Required work -
Write out the listing beneath this instruction in its entirety, exactly as it reads.

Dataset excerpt
=====
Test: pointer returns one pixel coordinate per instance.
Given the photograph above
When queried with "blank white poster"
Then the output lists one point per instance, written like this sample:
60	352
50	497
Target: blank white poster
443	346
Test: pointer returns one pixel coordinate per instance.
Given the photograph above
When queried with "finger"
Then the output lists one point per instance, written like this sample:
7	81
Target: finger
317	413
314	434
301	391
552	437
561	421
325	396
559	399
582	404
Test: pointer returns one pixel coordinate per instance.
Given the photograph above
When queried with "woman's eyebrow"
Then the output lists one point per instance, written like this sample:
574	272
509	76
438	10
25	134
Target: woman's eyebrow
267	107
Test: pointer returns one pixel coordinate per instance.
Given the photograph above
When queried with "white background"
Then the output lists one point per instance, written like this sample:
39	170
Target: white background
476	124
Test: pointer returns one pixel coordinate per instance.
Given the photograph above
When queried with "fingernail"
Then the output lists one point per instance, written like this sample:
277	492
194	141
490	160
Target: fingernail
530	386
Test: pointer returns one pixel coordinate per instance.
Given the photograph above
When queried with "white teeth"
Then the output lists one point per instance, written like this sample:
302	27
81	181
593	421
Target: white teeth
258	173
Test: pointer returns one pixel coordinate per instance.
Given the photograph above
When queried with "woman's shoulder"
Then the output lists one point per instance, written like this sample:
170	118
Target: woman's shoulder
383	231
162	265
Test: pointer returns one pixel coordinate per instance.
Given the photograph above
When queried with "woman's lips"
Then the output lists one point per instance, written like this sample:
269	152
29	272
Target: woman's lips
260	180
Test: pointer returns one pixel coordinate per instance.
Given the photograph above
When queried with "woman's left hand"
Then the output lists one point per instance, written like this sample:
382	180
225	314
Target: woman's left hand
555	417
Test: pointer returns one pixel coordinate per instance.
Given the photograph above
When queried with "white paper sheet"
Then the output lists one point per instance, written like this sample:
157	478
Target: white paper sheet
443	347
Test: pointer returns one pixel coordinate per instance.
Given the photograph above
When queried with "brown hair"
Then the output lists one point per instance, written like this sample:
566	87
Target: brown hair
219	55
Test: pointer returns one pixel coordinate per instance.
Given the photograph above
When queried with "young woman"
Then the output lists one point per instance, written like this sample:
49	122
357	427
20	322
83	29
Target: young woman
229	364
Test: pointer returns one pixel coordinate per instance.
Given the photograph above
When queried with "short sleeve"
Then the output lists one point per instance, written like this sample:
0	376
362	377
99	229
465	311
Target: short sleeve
=====
Exercise response -
Test: pointer returns one pixel coordinate per instance.
Given the photograph above
When queried with "blank white poster"
Then the output lists one point per instance, written like this sample:
60	352
50	497
Target: blank white poster
443	346
Test: pointer returns one pixel coordinate per instance.
Given the photograph above
When queried with "finger"
Then the output lists one point per instance, written like this sample:
7	81
Target: finger
317	413
314	434
301	391
552	437
561	421
325	396
559	399
582	404
Test: pointer returns one pixel coordinate per instance.
Given the photograph above
When queried with "woman's eyebrow"
Then the output lists one point per instance, written like this sample:
574	272
509	76
438	10
25	134
Target: woman's eyebrow
267	107
Test: pointer returns one pixel coordinate per instance.
Given the photograph above
When queried with "white background"
Then the output lists one point per instance, written like this sample:
39	170
Target: white background
476	124
Test: pointer returns one pixel coordinate per instance.
Given the photograph above
When queried with "fingernail"
Then the output lists one point per instance, written like this sample:
277	492
194	141
490	160
Target: fingernail
530	386
Test: pointer returns one pixel coordinate per instance.
Given the photograph above
When queried with "white teeth"
Then the output lists one point per instance, written like this sample:
302	27
81	181
593	421
Target: white teeth
258	173
Test: pointer returns one pixel coordinate per instance.
Given the photograph above
When queried with "woman's shoulder"
Then the output lists one point per instance, written like this sample:
170	118
Target: woman's shoulder
383	231
162	265
Test: pointer returns one pixel coordinate per instance.
Given the photograph above
When queried with "woman's lips"
Then the output lists one point per instance, written like this sample:
269	152
29	272
Target: woman's lips
260	180
Test: pointer returns one pixel coordinate per instance.
Given the photograph above
When queried with "woman's left hand"
Then the output lists one point per instance, written like this sample:
382	180
225	314
Target: woman's left hand
555	417
Test: pointer returns one pixel coordinate per instance.
Given the photograph above
When queried with "white paper sheet"
Then the output lists one point per instance, written like this sample:
157	478
Target: white paper sheet
443	347
Test: pointer returns one pixel coordinate per instance.
Given the photograph above
When queried with "brown hair"
Then the output lists one point per instance, written like this sample:
566	87
Target: brown hair
219	55
Test: pointer returns one pixel coordinate per instance.
Given the photograph above
When queried with "young woman"
Then the output lists one point per instance, written like this sample:
49	122
357	427
20	322
83	29
Target: young woman
229	364
Test: pointer returns one pixel coordinate per instance.
Given the photograph above
When queried with "short sleeve"
Then the output lists one point per instance, written like this sample:
0	376
362	377
99	229
465	311
Target: short sleeve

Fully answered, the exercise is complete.